▶ [Выполните задания]:
(A) Дословно скопируйте отрывок из текста об экономическом росте Восточной Азии, начиная со слов «Противоположность Восточной Европе» и заканчивая словами «каждые семь лет.».
(B) Допишите следующую часть текста об экономическом росте Восточной Азии, начав сразу после его последнего предложения.

▶ [Фрагмент документа]:
——————
Противоположность Восточной Европе представляет Восточная Азия. Пятьдесят лет назад уровень развития последней был очень низким; еще в 1950 году доход на душу населения в Японии был в несколько раз меньше, чем в таких странах Восточной Европы, как Чехословакия, Польша или Венгрия, а доход на душу населения в Китае и Южной Корее был в несколько раз ниже, чем в Японии. Однако в последние десятилетия Восточная Азия (включая Китай, где у власти с 1976 года стоят политики прагматического толка) демонстрирует самые высокие темпы экономического роста в мире. К 1990 году доход на душу населения в Южной Корее и на Тайване достиг уровня восточноевропейских стран, а Япония вошла в число наиболее богатых стран мира. Даже в Китае темпы ежегодного роста составляют около 10 процентов, благодаря чему ВНП удваивается каждые семь лет.
——————
▶ [Представленные данные]:
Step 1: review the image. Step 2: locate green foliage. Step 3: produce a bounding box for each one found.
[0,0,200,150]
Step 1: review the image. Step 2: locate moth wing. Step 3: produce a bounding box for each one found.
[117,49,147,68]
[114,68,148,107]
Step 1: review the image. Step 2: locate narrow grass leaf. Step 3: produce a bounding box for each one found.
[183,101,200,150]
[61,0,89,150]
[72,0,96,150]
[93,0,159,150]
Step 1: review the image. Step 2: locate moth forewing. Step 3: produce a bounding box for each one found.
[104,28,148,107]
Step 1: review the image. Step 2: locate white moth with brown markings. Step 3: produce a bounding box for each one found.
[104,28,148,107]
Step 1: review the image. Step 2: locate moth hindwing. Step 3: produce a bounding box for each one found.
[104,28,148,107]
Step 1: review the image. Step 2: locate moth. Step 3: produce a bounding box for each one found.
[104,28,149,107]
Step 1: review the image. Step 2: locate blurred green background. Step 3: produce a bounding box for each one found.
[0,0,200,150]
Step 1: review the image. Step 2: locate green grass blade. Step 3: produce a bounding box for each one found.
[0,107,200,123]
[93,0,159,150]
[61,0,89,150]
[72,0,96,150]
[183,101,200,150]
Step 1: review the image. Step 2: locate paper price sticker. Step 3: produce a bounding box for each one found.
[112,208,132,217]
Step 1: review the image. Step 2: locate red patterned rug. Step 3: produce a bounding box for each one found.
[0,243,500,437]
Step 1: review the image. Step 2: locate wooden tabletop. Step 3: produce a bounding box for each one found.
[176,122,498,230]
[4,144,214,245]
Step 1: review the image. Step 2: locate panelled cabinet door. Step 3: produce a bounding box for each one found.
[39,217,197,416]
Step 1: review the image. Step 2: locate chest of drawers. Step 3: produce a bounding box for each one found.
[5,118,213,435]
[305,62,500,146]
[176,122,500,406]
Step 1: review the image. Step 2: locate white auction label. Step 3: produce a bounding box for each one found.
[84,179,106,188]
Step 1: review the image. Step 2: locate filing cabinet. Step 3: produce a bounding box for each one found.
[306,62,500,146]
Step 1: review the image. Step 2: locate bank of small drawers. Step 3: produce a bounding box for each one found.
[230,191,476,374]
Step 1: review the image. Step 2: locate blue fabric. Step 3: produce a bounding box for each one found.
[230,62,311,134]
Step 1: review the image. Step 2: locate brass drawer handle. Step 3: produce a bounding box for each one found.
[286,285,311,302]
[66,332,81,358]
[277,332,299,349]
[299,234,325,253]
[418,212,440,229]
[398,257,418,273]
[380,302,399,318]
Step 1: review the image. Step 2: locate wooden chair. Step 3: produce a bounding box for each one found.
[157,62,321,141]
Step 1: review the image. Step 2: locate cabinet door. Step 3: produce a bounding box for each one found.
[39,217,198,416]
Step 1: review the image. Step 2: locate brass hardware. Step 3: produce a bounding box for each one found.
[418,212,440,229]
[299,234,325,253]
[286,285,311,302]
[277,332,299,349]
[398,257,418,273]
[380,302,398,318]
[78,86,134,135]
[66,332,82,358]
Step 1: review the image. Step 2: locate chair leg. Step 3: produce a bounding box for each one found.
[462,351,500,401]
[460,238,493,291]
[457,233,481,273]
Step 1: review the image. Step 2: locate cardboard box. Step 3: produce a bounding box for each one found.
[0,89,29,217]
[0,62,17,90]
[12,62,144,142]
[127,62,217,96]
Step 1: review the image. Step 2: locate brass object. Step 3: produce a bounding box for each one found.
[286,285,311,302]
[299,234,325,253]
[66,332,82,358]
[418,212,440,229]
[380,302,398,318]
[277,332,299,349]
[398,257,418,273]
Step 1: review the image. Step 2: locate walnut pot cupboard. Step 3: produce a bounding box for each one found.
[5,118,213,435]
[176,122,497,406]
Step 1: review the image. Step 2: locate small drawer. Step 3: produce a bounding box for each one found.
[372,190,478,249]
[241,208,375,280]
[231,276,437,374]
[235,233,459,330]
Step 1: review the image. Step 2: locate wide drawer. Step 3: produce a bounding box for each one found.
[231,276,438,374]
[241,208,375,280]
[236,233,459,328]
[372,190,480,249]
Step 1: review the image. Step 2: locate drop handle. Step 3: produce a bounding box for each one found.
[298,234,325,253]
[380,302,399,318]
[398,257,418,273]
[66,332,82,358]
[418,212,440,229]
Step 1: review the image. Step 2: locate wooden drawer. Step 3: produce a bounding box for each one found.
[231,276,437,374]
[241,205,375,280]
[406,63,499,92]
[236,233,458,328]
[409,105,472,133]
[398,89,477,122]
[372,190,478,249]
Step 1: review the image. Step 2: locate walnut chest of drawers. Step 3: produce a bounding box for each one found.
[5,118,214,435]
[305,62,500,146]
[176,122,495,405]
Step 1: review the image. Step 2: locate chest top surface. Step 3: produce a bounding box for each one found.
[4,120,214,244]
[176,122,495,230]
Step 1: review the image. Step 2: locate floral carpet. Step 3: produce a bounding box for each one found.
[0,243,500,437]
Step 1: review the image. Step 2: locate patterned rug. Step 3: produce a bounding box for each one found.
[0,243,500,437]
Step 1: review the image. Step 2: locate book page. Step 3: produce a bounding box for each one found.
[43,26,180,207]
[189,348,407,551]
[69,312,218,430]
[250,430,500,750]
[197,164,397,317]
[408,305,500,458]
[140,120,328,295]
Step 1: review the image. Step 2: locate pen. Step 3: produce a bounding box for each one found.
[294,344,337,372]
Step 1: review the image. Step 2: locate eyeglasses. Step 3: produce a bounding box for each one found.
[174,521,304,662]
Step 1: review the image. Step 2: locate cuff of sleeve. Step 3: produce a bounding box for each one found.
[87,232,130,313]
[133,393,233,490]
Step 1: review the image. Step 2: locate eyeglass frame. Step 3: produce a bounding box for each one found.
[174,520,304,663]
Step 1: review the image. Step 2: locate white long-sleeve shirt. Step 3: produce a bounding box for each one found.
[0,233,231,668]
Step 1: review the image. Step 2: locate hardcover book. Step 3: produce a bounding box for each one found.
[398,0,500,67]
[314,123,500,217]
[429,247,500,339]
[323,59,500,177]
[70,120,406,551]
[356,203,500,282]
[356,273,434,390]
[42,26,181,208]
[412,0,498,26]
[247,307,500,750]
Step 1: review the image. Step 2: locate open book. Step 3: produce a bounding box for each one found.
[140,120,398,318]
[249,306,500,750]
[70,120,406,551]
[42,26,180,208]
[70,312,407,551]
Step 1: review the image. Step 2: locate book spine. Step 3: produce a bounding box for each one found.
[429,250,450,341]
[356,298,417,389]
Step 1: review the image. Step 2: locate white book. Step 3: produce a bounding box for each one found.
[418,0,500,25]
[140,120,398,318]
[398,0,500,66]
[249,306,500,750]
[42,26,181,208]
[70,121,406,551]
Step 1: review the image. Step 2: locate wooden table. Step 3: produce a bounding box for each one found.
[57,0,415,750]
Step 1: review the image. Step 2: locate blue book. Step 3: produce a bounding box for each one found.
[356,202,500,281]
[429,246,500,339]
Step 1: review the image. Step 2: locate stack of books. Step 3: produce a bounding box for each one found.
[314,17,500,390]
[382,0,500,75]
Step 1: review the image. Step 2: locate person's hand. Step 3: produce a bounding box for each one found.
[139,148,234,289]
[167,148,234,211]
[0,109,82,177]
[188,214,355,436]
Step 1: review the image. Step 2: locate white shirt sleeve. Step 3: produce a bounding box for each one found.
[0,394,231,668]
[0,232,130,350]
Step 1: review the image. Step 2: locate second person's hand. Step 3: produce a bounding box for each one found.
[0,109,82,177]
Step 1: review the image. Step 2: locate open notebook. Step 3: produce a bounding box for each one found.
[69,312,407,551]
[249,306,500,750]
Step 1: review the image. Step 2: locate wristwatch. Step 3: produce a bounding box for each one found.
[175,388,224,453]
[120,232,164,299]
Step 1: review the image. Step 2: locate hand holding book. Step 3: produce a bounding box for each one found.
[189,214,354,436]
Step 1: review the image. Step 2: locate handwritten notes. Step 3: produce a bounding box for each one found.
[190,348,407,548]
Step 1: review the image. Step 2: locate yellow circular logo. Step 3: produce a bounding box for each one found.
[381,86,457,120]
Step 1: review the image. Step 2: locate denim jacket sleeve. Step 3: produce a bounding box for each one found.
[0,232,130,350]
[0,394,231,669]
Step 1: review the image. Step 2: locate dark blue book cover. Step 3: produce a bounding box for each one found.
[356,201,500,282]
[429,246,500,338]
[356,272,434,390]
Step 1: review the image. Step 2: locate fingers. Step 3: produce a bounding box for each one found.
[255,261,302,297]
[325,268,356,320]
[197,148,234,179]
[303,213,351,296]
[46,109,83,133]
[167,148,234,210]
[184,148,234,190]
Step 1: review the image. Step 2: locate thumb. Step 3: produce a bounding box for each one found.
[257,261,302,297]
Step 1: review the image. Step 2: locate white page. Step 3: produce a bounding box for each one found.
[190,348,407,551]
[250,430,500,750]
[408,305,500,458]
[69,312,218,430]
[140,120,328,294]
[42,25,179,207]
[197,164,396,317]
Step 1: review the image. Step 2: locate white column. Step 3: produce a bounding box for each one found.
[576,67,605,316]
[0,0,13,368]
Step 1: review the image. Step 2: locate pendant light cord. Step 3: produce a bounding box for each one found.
——————
▶ [Результаты выполнения]:
(A)
Противоположность Восточной Европе представляет Восточная Азия. Пятьдесят лет назад уровень развития последней был очень низким; еще в 1950 году доход на душу населения в Японии был в несколько раз меньше, чем в таких странах Восточной Европы, как Чехословакия, Польша или Венгрия, а доход на душу населения в Китае и Южной Корее был в несколько раз ниже, чем в Японии. Однако в последние десятилетия Восточная Азия (включая Китай, где у власти с 1976 года стоят политики прагматического толка) демонстрирует самые высокие темпы экономического роста в мире. К 1990 году доход на душу населения в Южной Корее и на Тайване достиг уровня восточноевропейских стран, а Япония вошла в число наиболее богатых стран мира. Даже в Китае темпы ежегодного роста составляют около 10 процентов, благодаря чему ВНП удваивается каждые семь лет.

(B)
Нам удалось обнаружить убедительные свидетельства того, что политическая культура тесно связана с уровнем и стабильным характером демократии. Однако определение причинно-следственного направления тех или иных взаимосвязей в области социальных наук всегда сопряжено с трудностями. Один из способов раскрытия взаимосвязей между культурой и демократией заключается в подходе, в соответствии с которым они отражают духовное воздействие экономического детерминизма, когда хозяйственное развитие обеспечивает расцвет определенного вида культуры, а также демократических институтов, причем культура не рассматривается в качестве фактора, оказывающего свое воздействие. Однако наш анализ показывает несостоятельность такого подхода: экономическое развитие действительно играет важную роль, однако его по- следствия проявляются в основном через те изменения, которые оно привносит в культуру и структуру общества.
Иной подход, способный объяснить характер наблюдаемой нами взаимосвязи между культурой и демократией, может быть охарактеризован таким термином, как институциональный детерминизм. Согласно этому подходу, взаимосвязи между культурой и демократией существуют постольку, поскольку демократические институты определяют базовую культуру.